Editing Etiquette

Growing frustration

Writers and editors have a love-hate relationship. Okay, sometimes it can feel like a hate-hate relationship. Writers all know they need to be edited, but getting the manuscript back with those edits can be more painful than passing a kidney stone. And editors know they need to respect the author’s voice and style, but seriously? They want to use an em dash where? Generally speaking, though, we work things out. We talk it through, wrestle our disagreements to the ground, and come out pretty much unscathed. And the manuscript is the better for it.

But what happens when the writer disagrees with the edit? When, in fact, the writer feels the edit has changed his voice, or that the editor has so “corrected” things like grammar, phrasing, and punctuation that it’s no longer her book. Trust me, I’ve been there.

I still remember receiving one of my novels, opening it with great anticipation–and reading a sentence that was written in a way that I’d been teaching writers for years NOT to write. I went back to my version of the edited, author-approved manuscript, and the sentence was NOT written as it ended up in the book. I was on the phone in a matter of seconds, having a heated conversation with the in-house editor, who explained that a new copyeditor had worked on it and they’d discovered too late that this person had “corrected” a number of novels in ways that angered a number of writers. Happily, those things were corrected in the next printing. Unhappily, there are books out there that make it seem like I was saying, “Do what I say, not what I do.” Argh!

Thank heaven those kinds of circumstances are rare. But lately, I’ve heard a number of writers talking about how they wish an editor hadn’t made this change or that change. And that got me to thinking. Are we who have been involved in editing a long time preparing authors well for the editing process? So here, for your perusal, are some tips for getting through the editing process with grace—and being happy with the final version of your book.

  1. Before the editing starts, ask your editor for a conversation. Use this time to help the editor know why you wrote the book, what’s important to you about it, and what you feel are your specific “quirks” as a writer. What makes or breaks your voice. And remember, a good editor is there to help and serve you, to draw out your best and truest voice and story. Say it with me, now: “My editor is my ally.”
  2. Put together a style sheet to send the author with your unedited manuscript. Basically, you’d list any style notes (e.g., author prefers deity pronouns capped or Author detests using semicolons. Please do not insert them. Or Because this is a work of fiction, grammatical errors abound in the dialogue. That’s intentional on the author’s part for authentic speech patterns. Please do not fix them. ) That will give the editor clear direction right up front.

### Stated goal 1:
In the editing etiquette article, who had worked on the novel and changed the sentence the writer found in the printed book?
### Stated goal 2:
Resume the editing etiquette article after its last sentence, carrying on the list of tips.
The lines after this point are separate material and have no connection to the editing article.

[Image segmentation entries]

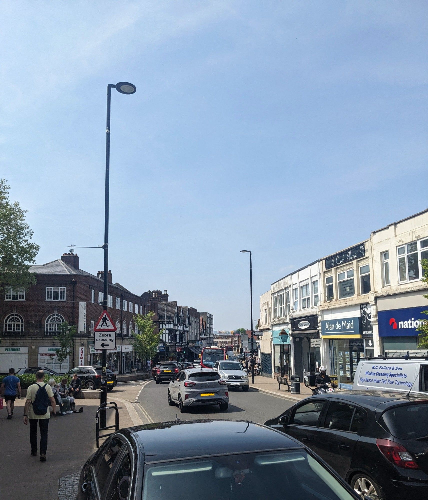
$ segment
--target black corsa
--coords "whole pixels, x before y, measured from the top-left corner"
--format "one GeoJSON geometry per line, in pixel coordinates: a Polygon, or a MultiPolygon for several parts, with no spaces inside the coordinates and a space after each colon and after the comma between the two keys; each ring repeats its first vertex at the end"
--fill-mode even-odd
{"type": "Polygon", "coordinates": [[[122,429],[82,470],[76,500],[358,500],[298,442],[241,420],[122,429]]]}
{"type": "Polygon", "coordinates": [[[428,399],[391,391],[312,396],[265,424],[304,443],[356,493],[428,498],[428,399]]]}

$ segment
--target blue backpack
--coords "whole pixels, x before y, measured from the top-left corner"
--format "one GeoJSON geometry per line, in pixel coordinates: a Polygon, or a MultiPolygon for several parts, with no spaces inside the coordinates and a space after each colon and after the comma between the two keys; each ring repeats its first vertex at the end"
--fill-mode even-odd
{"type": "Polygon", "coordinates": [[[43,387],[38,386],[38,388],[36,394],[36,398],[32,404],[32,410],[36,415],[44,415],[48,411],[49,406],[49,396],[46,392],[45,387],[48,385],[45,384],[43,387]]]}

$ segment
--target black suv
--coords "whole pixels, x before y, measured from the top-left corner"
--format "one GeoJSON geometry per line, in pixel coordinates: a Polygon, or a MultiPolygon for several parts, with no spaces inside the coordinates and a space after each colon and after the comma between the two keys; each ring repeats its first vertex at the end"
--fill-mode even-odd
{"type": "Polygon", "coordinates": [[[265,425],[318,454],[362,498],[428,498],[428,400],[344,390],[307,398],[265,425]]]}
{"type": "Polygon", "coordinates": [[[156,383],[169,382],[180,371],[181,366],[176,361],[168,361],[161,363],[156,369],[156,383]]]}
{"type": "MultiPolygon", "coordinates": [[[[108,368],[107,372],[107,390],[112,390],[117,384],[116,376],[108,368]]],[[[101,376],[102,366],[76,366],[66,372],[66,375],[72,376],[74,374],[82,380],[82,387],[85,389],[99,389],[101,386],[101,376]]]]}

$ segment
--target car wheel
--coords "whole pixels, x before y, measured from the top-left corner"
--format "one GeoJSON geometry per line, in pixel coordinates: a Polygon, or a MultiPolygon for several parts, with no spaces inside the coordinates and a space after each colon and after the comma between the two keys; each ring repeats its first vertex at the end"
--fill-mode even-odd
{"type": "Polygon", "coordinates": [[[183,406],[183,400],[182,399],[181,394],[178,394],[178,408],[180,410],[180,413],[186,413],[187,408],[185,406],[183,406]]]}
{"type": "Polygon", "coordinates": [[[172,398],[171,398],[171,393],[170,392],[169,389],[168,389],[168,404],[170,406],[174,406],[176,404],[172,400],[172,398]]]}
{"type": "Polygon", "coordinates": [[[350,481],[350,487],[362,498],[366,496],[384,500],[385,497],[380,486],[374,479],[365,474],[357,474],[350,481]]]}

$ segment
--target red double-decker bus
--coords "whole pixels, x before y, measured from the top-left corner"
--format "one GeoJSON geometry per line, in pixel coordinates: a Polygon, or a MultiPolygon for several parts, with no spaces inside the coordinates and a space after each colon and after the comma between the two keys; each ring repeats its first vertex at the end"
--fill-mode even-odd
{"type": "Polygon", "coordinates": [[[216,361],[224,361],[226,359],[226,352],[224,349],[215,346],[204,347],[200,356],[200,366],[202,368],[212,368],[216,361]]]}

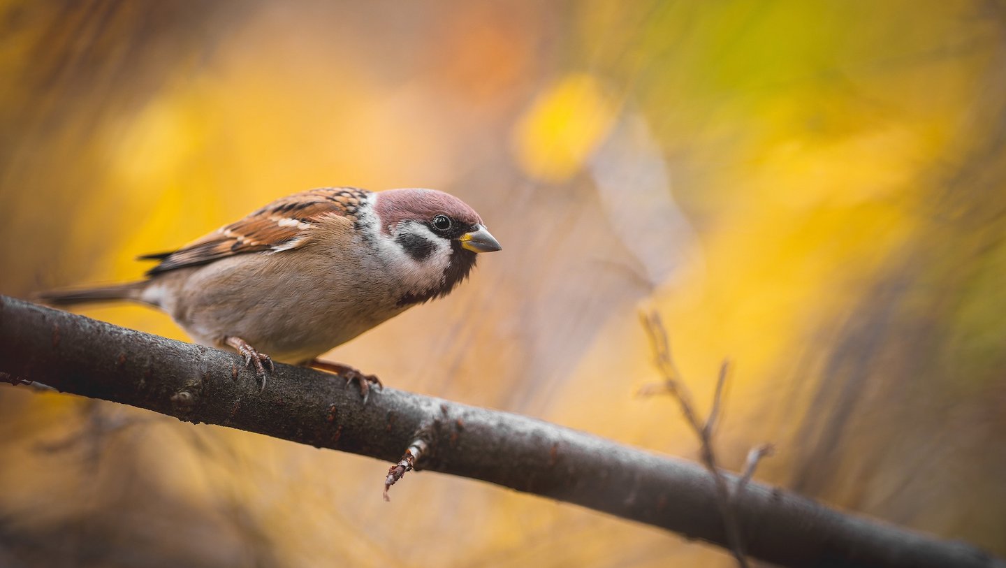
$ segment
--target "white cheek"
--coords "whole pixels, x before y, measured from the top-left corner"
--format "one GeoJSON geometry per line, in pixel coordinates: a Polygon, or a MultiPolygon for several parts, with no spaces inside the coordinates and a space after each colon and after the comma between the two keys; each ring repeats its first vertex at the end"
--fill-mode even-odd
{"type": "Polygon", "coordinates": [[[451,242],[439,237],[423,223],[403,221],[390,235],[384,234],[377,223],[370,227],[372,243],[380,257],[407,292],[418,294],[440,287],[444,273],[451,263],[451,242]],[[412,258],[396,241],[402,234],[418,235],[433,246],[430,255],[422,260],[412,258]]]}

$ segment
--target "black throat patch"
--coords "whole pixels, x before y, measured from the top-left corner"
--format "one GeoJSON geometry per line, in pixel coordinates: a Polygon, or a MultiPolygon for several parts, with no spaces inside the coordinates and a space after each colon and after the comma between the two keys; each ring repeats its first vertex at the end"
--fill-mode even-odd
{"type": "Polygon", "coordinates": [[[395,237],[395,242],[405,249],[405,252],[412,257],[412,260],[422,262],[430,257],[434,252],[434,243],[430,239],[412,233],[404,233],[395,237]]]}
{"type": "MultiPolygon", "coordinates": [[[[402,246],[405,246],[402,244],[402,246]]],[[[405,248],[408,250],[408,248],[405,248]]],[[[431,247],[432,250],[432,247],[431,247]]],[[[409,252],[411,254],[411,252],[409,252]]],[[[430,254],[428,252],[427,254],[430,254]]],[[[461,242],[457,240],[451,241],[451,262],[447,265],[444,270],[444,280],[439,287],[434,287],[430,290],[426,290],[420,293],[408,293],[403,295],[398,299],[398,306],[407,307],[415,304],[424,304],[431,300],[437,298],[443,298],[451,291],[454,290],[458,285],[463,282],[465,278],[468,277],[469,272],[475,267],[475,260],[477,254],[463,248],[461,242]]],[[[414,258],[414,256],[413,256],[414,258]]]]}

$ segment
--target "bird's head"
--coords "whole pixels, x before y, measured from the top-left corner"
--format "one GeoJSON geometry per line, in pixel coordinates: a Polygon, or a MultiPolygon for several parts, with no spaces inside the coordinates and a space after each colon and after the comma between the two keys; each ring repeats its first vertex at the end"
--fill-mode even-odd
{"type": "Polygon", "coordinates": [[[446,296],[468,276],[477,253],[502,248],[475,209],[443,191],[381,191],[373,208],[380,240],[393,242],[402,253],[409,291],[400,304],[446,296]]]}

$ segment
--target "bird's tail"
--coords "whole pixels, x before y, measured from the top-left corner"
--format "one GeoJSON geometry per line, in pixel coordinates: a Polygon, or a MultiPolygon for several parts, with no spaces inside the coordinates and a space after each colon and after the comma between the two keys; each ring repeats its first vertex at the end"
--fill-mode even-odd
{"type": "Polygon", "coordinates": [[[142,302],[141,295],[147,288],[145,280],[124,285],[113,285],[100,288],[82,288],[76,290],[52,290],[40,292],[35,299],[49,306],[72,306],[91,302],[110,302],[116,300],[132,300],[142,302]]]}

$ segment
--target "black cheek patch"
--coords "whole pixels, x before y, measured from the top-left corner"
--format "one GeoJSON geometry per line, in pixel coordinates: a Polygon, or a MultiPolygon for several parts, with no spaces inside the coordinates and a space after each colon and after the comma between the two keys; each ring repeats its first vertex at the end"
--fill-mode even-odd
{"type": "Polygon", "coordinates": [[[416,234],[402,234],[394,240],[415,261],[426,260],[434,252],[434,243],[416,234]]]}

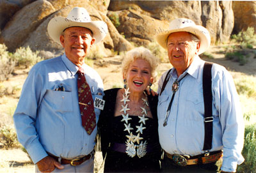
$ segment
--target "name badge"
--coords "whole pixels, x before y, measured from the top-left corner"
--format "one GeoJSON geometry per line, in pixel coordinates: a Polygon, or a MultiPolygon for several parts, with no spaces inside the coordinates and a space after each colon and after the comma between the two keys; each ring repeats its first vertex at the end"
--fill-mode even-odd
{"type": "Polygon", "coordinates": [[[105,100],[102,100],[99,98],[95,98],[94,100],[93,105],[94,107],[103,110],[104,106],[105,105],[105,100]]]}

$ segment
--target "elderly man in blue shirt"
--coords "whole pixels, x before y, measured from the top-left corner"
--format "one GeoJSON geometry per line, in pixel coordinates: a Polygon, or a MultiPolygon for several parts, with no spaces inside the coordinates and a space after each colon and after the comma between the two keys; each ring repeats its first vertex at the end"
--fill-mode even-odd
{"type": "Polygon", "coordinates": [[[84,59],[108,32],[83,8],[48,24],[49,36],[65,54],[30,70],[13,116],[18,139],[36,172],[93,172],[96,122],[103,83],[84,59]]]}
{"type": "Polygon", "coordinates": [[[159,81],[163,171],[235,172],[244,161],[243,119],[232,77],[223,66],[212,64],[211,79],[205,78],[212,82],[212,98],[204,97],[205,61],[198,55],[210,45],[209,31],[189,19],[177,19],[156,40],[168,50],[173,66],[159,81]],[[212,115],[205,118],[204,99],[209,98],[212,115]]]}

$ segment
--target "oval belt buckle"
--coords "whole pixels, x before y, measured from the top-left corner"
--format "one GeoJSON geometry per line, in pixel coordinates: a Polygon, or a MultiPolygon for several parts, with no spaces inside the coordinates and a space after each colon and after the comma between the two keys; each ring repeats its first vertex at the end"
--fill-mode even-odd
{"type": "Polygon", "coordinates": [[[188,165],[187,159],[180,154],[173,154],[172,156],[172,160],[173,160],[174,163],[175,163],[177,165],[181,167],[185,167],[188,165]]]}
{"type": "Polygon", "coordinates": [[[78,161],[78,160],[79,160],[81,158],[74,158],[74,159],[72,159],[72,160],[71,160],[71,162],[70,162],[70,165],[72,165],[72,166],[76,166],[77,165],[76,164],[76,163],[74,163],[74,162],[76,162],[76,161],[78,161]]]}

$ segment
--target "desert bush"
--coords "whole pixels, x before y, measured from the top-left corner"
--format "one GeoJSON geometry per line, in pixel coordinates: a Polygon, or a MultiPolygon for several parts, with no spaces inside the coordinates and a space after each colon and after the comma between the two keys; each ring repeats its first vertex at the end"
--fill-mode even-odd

### Expected output 1:
A new copyeditor.

### Expected output 2:
  3. Go into the process with a teachable spirit. The collaboration that takes place during the editing process can make you a stronger writer, either by refining your craft or by helping you better understand your own voice as a writer. Did I mention your editor is your ally?
  4. If you get your edited manuscript back, and you see edits you don’t agree with, you are the final call. It’s your book. Just realize two things:
    1. Make sure you understand why the editor was suggesting the change. It may be that you don’t like their solution, but the problem does need to be addressed. If that’s the case, go ahead and find a solution that works for you.
    2. Realize that some edits may be made because of the publishing house style or guidelines. If those are some of the edits you can’t live with, you can still say no. But realize if you do so the publisher may say they won’t publish the book without the changes. That’s an extreme situation, but it can happen. So you have to decide if it’s a hill to die on, and if it’s important enough for you to walk away.
  5. Be sure you deal with any issues during the edit. Don’t wait until you get galley proofs to say, “You know, that edited paragraph has been bugging me since it was first changed. I’d like to strike it entirely.” That’s the kind of thing that can make people in house crazy. (And it can end up costing you money to make those kinds of changes that late in the process.) Be honest with your editor. Respectful, but honest. (One more time now, your editor is your…?)
  6. Understand that editors are humans (Now stop that! Yes, they are!), and they come to the editing process with their own preferences and agendas. I’m not saying they purpose to do things that will make you grind your teeth, but sometimes we’re put together with an editor who isn’t the best match, such as someone who prefers a more academic tone to your casual, conversational writing style. Don’t be afraid to stand firm for your voice, your story, your characters, whatever. Be ready and willing to discuss, even debate, to get your point across. But do so with kindness and patience.
  7. Make sure you put your requests for changes in writing. And keep copies of those emails, manuscripts, whatever. There may come a time when you realize a change wasn’t made, or that one was made after you approved the manuscript, and documentation can give you a much better chance of getting things changed back to what you feel is best—and what you asked for in the first place.

Anyway, those are some tips to help during the editing process.

How about you? Any thoughts or tips that have made being edited easier?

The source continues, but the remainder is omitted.